BEGIN DATASET ENTRIES
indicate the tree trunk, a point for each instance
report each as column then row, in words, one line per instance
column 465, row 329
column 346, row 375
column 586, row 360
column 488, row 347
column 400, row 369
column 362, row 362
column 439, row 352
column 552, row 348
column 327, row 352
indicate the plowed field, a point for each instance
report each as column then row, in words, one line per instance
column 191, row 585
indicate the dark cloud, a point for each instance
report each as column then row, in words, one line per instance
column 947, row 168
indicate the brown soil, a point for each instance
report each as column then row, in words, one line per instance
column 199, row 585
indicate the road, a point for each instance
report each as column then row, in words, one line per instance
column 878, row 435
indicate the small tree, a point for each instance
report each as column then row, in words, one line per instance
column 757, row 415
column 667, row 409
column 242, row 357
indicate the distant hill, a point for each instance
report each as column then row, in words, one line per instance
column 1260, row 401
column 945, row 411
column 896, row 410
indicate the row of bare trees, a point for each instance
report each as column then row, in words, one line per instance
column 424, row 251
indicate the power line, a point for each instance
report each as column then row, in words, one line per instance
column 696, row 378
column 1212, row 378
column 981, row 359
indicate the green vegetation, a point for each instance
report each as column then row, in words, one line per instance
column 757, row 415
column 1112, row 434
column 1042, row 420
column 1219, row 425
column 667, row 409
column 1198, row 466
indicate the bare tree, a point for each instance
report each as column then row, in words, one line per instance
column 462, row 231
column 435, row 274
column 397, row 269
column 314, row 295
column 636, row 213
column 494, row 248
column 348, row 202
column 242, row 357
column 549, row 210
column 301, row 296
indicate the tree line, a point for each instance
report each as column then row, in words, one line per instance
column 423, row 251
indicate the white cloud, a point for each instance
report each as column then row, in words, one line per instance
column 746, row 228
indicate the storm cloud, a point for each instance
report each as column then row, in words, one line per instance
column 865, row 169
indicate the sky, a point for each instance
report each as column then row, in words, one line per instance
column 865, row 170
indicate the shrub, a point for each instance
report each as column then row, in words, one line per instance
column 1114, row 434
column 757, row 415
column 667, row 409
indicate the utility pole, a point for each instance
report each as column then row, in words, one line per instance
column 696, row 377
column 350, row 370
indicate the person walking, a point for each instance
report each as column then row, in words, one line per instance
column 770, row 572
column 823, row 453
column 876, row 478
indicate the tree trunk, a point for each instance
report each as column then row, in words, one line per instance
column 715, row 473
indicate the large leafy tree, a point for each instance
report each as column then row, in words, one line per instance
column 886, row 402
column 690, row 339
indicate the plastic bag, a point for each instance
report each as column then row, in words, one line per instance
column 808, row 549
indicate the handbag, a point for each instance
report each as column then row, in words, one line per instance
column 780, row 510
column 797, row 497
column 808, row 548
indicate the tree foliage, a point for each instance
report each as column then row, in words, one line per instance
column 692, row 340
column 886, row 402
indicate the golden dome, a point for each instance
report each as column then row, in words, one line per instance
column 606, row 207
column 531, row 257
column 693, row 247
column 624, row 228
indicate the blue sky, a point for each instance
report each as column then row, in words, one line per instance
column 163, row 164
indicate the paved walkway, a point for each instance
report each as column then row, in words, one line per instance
END DATASET ENTRIES
OBJECTIVE — Reproduce everything from the first line of the items down through the line containing "column 191, row 585", both ends included, copying each line character for character.

WORKED ANSWER —
indicate the tree trunk, a point for each instance
report each as column then row, in words, one line per instance
column 465, row 329
column 346, row 375
column 586, row 360
column 488, row 347
column 400, row 369
column 362, row 362
column 439, row 352
column 552, row 348
column 327, row 352
indicate the plowed field, a point for each instance
report each as column then row, in words, one line per instance
column 191, row 585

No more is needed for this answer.